**WHAT TO DO**
All of the entries must be output exactly as they are.

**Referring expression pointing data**
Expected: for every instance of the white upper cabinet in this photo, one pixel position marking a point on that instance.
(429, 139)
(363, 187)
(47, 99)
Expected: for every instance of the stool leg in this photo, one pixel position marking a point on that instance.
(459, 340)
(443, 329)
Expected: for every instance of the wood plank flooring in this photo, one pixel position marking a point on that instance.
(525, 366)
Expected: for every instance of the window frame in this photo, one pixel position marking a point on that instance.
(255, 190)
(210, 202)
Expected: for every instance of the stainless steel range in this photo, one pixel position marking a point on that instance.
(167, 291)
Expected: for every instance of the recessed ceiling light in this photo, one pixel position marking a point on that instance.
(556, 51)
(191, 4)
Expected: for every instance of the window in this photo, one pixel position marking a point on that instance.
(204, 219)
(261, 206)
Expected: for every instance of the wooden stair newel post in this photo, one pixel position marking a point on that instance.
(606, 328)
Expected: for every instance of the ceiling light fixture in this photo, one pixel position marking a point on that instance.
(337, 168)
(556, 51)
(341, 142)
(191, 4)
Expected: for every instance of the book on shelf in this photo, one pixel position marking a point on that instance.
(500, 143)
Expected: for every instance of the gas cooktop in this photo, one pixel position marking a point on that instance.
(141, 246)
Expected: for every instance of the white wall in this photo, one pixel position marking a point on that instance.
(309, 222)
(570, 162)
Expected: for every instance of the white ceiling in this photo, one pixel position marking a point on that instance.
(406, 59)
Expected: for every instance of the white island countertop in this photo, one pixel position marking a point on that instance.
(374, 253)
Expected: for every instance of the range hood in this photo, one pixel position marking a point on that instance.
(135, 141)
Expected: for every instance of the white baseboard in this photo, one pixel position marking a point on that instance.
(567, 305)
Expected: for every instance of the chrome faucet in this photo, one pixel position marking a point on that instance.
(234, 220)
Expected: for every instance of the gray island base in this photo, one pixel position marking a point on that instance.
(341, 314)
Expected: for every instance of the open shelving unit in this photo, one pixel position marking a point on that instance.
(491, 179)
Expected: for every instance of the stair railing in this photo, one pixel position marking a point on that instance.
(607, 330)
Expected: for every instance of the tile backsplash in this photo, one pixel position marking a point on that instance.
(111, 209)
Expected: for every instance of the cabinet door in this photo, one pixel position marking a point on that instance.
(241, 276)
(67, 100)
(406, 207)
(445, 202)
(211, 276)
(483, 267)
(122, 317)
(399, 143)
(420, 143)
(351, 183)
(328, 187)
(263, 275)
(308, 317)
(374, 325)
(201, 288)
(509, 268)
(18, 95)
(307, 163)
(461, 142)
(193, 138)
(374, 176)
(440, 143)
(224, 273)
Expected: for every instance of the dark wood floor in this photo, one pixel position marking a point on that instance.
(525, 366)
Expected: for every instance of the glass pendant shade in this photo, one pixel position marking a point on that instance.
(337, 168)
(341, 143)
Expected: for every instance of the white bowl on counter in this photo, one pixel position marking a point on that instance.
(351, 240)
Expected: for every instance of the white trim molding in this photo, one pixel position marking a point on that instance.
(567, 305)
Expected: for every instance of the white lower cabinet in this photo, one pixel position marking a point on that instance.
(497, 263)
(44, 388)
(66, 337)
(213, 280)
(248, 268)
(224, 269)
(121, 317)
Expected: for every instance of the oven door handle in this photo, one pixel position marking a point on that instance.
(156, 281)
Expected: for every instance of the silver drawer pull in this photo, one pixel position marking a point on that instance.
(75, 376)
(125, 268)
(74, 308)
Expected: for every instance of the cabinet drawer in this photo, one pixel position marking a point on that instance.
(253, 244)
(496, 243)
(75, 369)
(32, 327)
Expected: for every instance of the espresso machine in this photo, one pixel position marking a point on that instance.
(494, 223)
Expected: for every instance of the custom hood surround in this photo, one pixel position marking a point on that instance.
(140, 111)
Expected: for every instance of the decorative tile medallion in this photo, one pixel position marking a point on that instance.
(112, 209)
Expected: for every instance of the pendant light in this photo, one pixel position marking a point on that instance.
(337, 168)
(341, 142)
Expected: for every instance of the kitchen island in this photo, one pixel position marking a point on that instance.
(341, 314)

**ANSWER FOR THIS EXERCISE**
Expected: for every instance of the white upper cabinet in this photo, one pixel position marking a point on that instance.
(429, 139)
(363, 187)
(47, 99)
Expected: for every instance of the stool leg in this photo, one pixel position marking a point on that instance.
(459, 340)
(443, 329)
Expected: for every instance of the wood plank flooring in this photo, one pixel position marking a point on that instance.
(525, 366)
Expected: for every instance of the window frame in this photo, one pixel position marking a point on that instance.
(255, 190)
(210, 202)
Expected: for every instance of the stainless steel range in this photo, one pixel position marking a point on that instance.
(167, 291)
Expected: for every instance of the recessed ceiling light in this photo, one pixel position marking a point on that instance.
(556, 51)
(191, 4)
Expected: for every instance of the window in this photo, one pixel position marking a point on that instance.
(204, 219)
(261, 206)
Expected: for every instance of the wooden stair newel post in this photo, one pixel position marking a point on that instance.
(606, 328)
Expected: for every instance of the ceiling light fixture in this photo, one pixel position marking a point on that instance.
(337, 168)
(556, 51)
(341, 142)
(191, 4)
Expected: for every instance of the book on shelf in this photo, one pixel position marking a point on that instance.
(500, 143)
Expected: for every instance of the gas cooktop in this photo, one pixel position marking a point on that instance.
(141, 246)
Expected: for every instance of the white wall in this photo, one pixel position marking a point on that instance.
(309, 222)
(570, 162)
Expected: for every instance of the white ceiling in this photo, one pixel position marking a point on that instance.
(406, 59)
Expected: for every instance of the white island countertop in this photo, one pixel position marking a point on that instance.
(374, 253)
Expected: for every instance of the range hood in this photo, one pixel position marking a point on that instance.
(135, 141)
Expected: for every instance of the white baseboard in this photo, one pixel position marking a point on that instance.
(567, 305)
Expected: for every instance of the chrome faucet in this photo, one pixel position marking a point on that instance.
(234, 220)
Expected: for every instance of the gray island base in this photo, one pixel position marking a point on that instance.
(341, 314)
Expected: for every instance of the open shelving unit in this photo, one pixel position marking a point on that instance.
(491, 179)
Expected: for every instance of the stair railing in this photo, one pixel position marking a point on that instance.
(607, 330)
Expected: for every instance of the tile backsplash in this photo, one pixel position marking a point on that instance.
(111, 209)
Expected: for every instance of the cabinet door in this photo, one pixel position marking a point on that instance.
(241, 276)
(67, 100)
(406, 207)
(445, 202)
(211, 276)
(483, 267)
(122, 317)
(399, 143)
(420, 143)
(351, 183)
(328, 187)
(263, 275)
(308, 317)
(374, 325)
(201, 288)
(509, 268)
(18, 95)
(307, 163)
(461, 142)
(193, 138)
(374, 176)
(440, 143)
(224, 273)
Expected: for every instance of the dark wood floor in this photo, one pixel position marking a point on that instance.
(525, 366)
Expected: for every instance of the glass pendant shade in this photo, one pixel position marking a point on that instance.
(337, 168)
(341, 143)
Expected: for every instance of the white bowl on counter in this photo, one pixel position marking a point on that instance.
(351, 240)
Expected: for every instance of the white trim molding in this photo, one pixel position marking a point on that instance.
(567, 305)
Expected: for every instance of the white lower cabinet in this photo, one pixel position marking a point on that instance.
(497, 263)
(44, 388)
(66, 337)
(213, 280)
(248, 268)
(224, 269)
(121, 317)
Expected: for every instance of the oven door handle in this photo, one pixel position marking a point on that instance.
(156, 281)
Expected: for every instance of the silver drawer pull in this photo, one pixel position marking a point on that instance.
(75, 376)
(125, 268)
(74, 308)
Expected: for every instance of the cabinet drawer in this photo, one pixel position marking a point on that instance.
(253, 244)
(496, 243)
(75, 369)
(32, 327)
Expected: for every instance of the espresso machine in this photo, one pixel position marking a point on that instance.
(494, 223)
Expected: for every instance of the custom hood surround in this photo, one pixel position marking a point on that instance.
(140, 111)
Expected: for every instance of the decorative tile medallion in this photo, one pixel position marking a point on that instance.
(112, 209)
Expected: for every instance of the pendant light in this photo, one pixel position marking a point on that instance.
(337, 168)
(341, 142)
Expected: for every instance of the kitchen island in this photo, one pixel position marking a point on that instance.
(341, 314)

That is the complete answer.